■ **Data shown**
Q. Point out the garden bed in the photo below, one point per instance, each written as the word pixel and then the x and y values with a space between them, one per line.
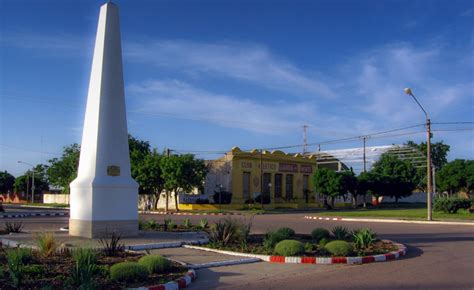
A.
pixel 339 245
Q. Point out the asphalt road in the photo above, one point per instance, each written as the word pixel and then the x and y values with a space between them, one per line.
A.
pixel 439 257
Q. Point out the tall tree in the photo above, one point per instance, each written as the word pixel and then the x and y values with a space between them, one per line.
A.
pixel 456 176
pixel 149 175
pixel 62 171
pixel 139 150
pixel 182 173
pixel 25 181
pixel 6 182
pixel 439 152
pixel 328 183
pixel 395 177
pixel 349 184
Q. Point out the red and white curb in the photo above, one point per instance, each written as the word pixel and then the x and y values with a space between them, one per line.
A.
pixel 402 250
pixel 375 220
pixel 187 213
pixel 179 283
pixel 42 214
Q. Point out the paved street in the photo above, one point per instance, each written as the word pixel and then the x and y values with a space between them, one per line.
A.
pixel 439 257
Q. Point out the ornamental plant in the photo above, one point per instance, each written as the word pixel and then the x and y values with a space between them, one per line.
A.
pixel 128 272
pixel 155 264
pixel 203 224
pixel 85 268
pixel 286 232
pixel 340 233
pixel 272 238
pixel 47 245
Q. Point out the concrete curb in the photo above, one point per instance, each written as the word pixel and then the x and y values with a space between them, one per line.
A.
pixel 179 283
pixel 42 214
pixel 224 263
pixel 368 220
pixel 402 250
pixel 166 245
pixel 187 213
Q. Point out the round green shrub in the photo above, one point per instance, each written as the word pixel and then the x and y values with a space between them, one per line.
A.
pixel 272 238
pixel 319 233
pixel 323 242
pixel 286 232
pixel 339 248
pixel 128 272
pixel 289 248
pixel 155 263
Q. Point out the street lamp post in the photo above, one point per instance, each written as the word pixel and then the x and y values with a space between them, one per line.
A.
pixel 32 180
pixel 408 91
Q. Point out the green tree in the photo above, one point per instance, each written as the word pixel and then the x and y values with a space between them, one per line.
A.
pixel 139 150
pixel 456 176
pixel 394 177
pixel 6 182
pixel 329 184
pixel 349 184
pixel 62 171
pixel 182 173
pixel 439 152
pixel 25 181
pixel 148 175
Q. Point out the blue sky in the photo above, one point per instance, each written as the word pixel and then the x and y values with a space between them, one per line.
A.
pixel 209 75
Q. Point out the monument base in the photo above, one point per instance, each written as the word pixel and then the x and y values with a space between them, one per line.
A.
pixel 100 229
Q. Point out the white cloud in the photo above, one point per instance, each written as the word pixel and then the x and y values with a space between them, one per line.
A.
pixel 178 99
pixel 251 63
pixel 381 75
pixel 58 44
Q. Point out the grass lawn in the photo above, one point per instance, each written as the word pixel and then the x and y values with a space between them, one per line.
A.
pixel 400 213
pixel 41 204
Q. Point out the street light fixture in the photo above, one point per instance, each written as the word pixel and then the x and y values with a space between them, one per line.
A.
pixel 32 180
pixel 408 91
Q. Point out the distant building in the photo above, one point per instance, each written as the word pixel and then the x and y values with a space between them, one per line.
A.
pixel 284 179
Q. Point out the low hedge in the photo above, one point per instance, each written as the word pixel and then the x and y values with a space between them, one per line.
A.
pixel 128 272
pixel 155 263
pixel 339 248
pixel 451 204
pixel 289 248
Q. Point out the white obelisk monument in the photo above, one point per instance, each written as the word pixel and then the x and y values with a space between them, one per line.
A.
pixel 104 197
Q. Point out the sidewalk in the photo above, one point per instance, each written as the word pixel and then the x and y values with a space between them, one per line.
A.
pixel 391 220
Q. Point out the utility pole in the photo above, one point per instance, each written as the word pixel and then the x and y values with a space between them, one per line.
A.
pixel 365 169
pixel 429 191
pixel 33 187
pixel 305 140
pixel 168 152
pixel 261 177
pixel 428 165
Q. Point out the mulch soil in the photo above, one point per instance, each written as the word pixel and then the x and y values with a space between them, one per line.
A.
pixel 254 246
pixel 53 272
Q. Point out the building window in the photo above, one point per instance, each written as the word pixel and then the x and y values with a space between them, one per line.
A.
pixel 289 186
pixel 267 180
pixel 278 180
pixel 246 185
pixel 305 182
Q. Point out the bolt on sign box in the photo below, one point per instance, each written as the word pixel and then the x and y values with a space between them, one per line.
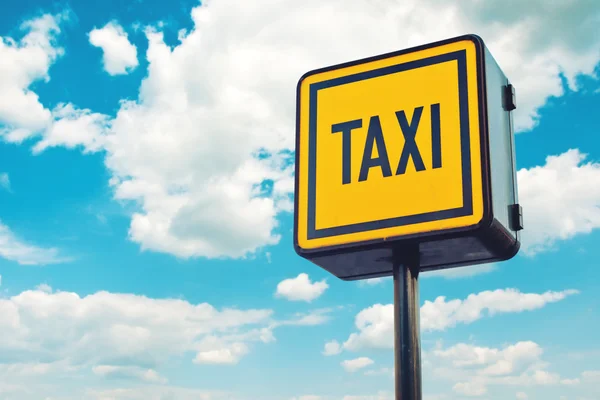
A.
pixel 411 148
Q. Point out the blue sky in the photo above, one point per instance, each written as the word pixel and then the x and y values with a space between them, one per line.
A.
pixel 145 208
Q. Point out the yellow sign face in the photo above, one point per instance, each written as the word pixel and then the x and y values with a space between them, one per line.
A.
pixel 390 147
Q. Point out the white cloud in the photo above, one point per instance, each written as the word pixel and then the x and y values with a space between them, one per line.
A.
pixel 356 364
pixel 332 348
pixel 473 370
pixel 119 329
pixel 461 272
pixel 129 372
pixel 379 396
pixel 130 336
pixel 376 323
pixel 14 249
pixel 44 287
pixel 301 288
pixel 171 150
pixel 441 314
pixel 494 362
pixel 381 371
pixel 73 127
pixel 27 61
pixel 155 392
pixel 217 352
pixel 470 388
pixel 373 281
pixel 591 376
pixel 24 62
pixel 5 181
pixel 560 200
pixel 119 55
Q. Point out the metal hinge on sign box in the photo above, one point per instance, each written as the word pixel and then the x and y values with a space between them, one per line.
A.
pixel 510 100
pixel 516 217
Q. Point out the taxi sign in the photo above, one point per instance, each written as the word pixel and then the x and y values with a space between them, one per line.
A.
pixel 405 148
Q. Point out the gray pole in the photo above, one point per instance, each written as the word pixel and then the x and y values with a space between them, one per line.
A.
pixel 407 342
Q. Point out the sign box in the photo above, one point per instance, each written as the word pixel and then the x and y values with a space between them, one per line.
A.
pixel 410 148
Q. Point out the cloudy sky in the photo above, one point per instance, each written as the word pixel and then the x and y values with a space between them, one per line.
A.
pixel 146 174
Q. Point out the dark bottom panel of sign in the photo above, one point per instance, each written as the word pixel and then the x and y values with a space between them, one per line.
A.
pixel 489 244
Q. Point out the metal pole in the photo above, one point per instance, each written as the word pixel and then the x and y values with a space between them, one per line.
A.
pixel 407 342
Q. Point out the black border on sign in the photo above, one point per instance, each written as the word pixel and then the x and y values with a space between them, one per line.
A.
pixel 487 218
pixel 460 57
--
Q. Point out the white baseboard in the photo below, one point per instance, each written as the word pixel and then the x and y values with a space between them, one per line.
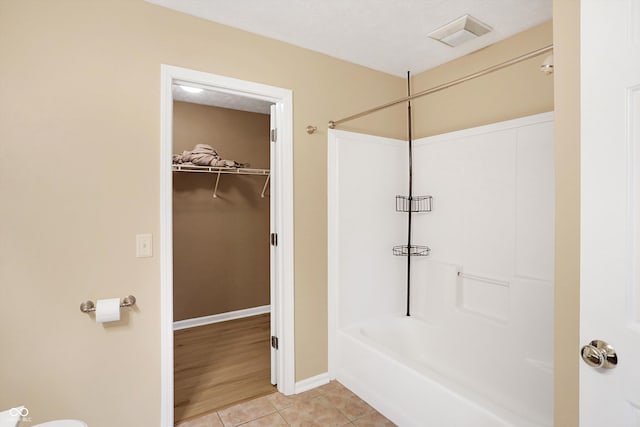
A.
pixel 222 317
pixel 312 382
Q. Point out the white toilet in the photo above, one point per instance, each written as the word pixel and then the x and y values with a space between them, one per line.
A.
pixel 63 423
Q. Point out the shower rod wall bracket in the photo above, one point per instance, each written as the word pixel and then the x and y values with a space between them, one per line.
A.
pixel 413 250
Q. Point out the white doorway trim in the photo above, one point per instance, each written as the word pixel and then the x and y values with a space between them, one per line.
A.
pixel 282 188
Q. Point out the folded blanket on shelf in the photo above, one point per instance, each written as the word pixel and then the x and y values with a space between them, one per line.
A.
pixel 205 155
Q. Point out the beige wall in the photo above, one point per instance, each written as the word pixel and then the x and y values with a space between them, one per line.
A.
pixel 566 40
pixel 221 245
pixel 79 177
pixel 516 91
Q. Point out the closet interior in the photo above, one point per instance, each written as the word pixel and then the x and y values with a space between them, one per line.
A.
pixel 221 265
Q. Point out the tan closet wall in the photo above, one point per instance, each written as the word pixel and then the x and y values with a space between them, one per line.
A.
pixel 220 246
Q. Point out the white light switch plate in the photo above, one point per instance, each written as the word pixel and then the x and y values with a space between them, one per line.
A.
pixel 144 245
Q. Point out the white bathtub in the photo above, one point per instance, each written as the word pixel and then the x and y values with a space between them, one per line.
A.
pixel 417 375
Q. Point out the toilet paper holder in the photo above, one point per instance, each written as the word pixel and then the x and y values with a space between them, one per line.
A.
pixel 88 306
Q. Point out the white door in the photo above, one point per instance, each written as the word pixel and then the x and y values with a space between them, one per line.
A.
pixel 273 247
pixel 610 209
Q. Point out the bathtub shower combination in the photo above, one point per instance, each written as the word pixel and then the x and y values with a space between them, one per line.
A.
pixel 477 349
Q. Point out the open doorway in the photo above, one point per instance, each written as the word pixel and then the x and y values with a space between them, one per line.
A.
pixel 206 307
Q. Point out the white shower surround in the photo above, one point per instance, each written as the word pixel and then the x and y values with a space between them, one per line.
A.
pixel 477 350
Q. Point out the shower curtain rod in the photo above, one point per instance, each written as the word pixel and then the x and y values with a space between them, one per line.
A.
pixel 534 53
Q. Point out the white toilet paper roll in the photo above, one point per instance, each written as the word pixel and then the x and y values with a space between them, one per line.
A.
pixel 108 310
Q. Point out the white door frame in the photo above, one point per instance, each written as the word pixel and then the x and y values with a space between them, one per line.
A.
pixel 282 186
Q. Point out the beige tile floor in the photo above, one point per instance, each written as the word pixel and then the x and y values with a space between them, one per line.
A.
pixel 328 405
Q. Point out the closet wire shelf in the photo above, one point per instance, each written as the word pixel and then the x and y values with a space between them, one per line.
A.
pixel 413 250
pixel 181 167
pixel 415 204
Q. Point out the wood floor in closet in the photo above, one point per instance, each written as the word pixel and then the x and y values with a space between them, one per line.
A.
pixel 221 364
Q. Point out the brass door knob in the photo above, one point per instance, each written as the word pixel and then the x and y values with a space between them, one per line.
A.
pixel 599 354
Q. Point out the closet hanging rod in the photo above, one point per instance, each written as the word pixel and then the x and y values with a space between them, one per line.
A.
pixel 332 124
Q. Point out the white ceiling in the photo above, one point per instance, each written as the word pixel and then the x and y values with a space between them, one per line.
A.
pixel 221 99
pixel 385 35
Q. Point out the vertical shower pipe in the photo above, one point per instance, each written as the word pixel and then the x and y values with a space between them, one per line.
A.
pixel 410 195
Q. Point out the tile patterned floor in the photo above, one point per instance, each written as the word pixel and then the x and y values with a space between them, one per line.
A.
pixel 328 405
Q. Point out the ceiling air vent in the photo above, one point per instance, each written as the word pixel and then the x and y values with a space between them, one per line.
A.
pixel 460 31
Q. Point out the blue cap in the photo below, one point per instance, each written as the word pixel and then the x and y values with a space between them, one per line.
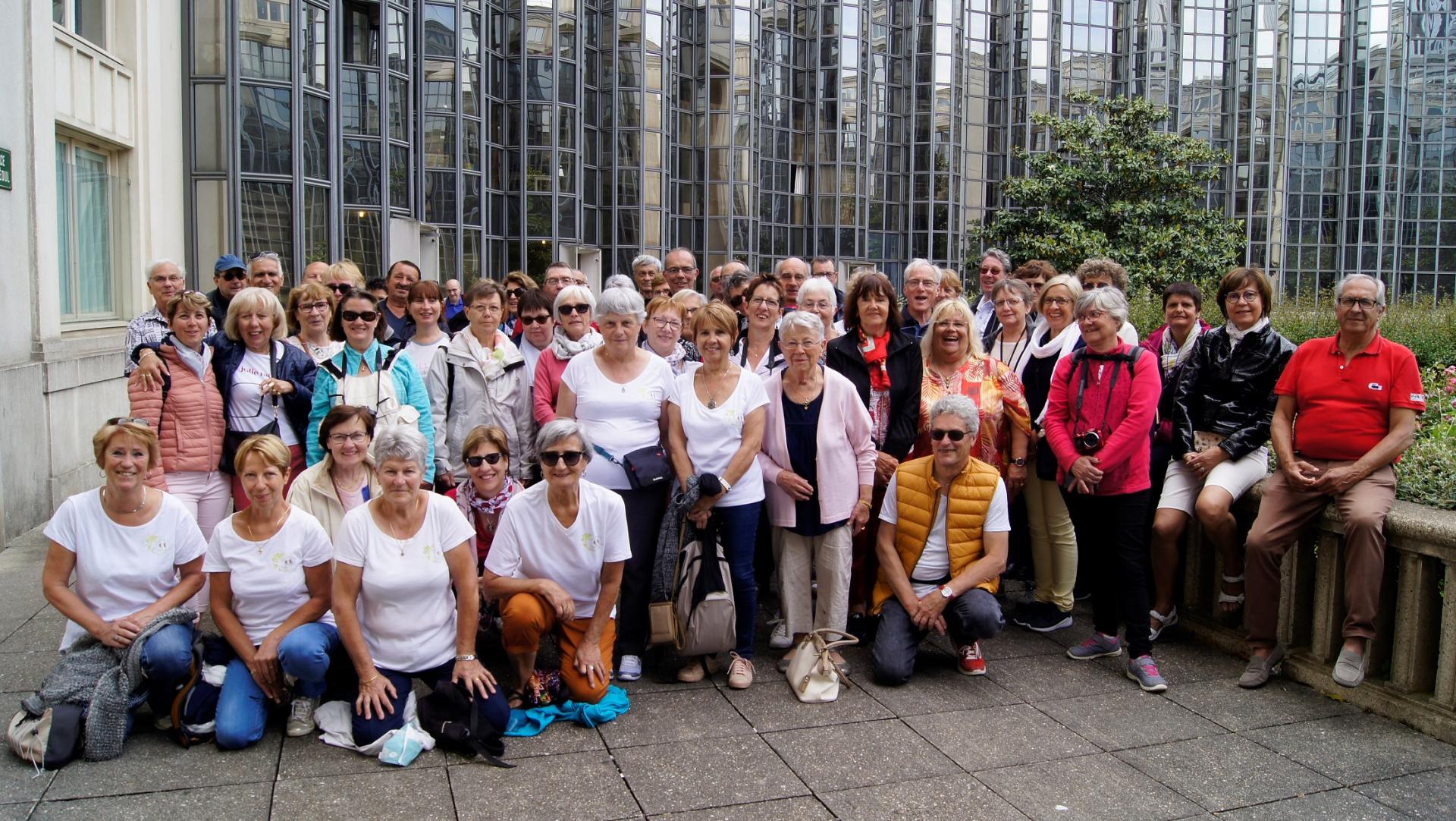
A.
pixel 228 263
==
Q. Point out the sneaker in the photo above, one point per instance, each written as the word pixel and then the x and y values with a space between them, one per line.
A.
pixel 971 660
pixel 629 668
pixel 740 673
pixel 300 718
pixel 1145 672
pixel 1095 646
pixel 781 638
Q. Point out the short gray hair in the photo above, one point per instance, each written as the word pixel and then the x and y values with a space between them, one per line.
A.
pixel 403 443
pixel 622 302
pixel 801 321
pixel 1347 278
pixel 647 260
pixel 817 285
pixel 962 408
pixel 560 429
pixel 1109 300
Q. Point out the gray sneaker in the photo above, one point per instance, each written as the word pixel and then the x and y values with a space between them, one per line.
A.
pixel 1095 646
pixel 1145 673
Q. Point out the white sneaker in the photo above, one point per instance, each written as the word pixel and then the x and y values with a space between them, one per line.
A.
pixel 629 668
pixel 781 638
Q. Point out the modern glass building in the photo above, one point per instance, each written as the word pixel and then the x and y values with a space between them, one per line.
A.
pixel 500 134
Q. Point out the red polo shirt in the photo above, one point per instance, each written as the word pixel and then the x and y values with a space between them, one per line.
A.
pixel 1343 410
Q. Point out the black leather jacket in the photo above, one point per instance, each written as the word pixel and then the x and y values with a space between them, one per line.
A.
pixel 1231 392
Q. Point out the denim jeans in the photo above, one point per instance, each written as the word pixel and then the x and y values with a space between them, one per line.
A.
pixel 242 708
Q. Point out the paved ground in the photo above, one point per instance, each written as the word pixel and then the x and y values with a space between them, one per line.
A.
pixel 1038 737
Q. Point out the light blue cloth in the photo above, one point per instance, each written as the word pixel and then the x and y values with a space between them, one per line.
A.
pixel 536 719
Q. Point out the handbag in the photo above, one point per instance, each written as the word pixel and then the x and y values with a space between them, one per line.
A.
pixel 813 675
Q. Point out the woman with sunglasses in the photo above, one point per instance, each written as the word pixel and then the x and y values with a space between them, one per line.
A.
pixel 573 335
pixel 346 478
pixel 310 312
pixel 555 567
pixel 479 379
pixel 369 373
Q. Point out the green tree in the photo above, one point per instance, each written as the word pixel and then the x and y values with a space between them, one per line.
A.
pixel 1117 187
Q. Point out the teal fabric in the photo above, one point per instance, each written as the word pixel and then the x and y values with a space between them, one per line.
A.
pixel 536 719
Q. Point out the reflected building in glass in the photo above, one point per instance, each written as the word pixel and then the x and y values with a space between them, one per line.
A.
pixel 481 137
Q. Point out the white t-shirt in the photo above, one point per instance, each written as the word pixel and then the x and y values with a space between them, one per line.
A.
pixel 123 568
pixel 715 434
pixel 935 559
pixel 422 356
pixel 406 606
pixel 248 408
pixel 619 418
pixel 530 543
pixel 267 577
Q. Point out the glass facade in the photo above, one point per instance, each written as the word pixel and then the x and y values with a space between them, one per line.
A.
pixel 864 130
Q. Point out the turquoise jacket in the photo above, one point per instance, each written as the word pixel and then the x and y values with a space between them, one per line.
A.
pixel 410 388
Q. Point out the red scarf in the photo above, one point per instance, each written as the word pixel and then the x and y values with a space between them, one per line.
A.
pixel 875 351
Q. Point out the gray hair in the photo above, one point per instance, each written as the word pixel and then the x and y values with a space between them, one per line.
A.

■ **About this task**
I need each line from the listing where the word "paper" occurs.

■ **Response box**
Q. Point out the toilet paper holder in the photo above, one point per instance, each written as the word pixel and then the x and y values with a space between them, one per line.
Q. Point out the white toilet paper roll in the photo above, one point per instance, each written as the word pixel and then the x and y values with a space between them, one per line.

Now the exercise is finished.